Alba Gamarra nació hace 35 años en el municipio de Magangué, el segundo más importante del departamento de Bolívar, conocido popularmente como la ciudad de los ríos, pues allí dos de los afluentes más importantes de Colombia, el Cauca y el San Jorge, desembocan en el río Magdalena, previo a su encuentro con la inmensidad del océano Atlántico. 

 

Una suerte de puerto, acogedor y cálido desde todo punto de vista, que nunca ha dejado de ser su hogar, a pesar de que tuvo que migrar de allí hace veinte años empujada por las necesidades que imponen la sumatoria de pobreza y violencia.   

 

Y lo hizo en la edad que muchas niñas suelen celebrar su paso de la infancia a la juventud rodeadas de amigas, bailando un vals con sus padres y vestidas de princesas. A sus quince años esta adolescente viajó a Barranquilla, a casi 300 kilómetros de su ciudad natal, para comenzar con su vida laboral como empleada doméstica.  

 

Catorce años más tarde, ya con la responsabilidad de ser madre, Alba tomó la decisión de trasladarse para Medellín, mucho más lejos aún de su querido Magangué, guiada por la convicción de hallar una oportunidad laboral mejor remunerada y más estable, pues hasta entonces había tenido que sortear la incertidumbre que asoma a diario con el trabajo informal. Hoy en día,
Alba hace parte de la Unión de Trabajadoras Afrocolombianas del Servicio Doméstico (UTRASD), organización aliada y beneficiada por Programa Inclusión para la Paz de la Agencia de Estados Unidos para el Desarrollo Internacional (USAID), implementado por la Organización Internacional para las Migraciones (OIM), la cual le ha apor tado gran valor a su vida.

 

Una apuesta osada, pero que trajo consigo sus réditos. Fue allí, y desde el 2014, donde encontró una casa que decidió adoptarla en lo que ella denomina un entorno acogedor y familiar. Un lugar donde dice le tienen prohibido dirigirse a sus empleadores por una palabra diferente que no sean sus nombres, “porque dicen que me quieren ver siempre como una persona igual a ellos y si les digo patrones se empezará a abrir una brecha innecesaria”, manifiesta Alba con su voz siempre alegre. 

 

Un espacio en el que prevalece la posibilidad de diálogo abierto y respetuoso. Tanto así que con la declaratoria mundial de la emergencia de salud pública por la expansión del Coronavirus (COVID-19), fue ella la que le propuso a sus empleadores internarse como empleada permanente, mientras pasa la contingencia.  Lamentablemente, algo impensado en muchas familias donde aún se mantiene una estricta relación vertical entre “jefes” y “empleadas” en la que solo se escucha y cuenta la voz de los primeros.

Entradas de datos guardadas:
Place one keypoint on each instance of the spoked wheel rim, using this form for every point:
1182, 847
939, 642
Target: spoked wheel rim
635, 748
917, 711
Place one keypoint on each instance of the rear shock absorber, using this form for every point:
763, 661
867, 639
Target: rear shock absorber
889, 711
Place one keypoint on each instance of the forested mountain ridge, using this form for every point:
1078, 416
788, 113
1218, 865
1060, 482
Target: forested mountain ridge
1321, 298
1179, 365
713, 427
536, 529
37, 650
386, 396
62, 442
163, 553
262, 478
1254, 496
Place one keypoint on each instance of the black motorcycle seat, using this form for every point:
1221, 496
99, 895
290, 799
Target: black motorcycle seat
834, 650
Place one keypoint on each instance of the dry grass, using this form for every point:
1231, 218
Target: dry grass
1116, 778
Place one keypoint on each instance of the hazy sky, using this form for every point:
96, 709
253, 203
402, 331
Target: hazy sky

- Instrucciones
- 1) Responde estas preguntas sobre el texto acerca de Alba Gamarra:
(a) ¿Qué dos ríos desembocan en el río Magdalena en Magangué?
(b) ¿A qué edad viajó Alba a Barranquilla?
(c) ¿Desde qué año está en la casa que decidió adoptarla?
- 2) Transcribe del texto sobre Alba Gamarra el fragmento que empieza en "Alba Gamarra nació" y termina en "del océano Atlántico.".
- 3) ¿Qué organizaciones se nombran en el texto sobre Alba Gamarra?

- Soluciones
- 1)
(a) El Cauca y el San Jorge.
(b) A los quince años.
(c) Desde el 2014.

- 2)
Alba Gamarra nació hace 35 años en el municipio de Magangué, el segundo más importante del departamento de Bolívar, conocido popularmente como la ciudad de los ríos, pues allí dos de los afluentes más importantes de Colombia, el Cauca y el San Jorge, desembocan en el río Magdalena, previo a su encuentro con la inmensidad del océano Atlántico.

- 3)
- Unión de Trabajadoras Afrocolombianas del Servicio Doméstico (UTRASD)
- Agencia de Estados Unidos para el Desarrollo Internacional (USAID)
- Organización Internacional para las Migraciones (OIM)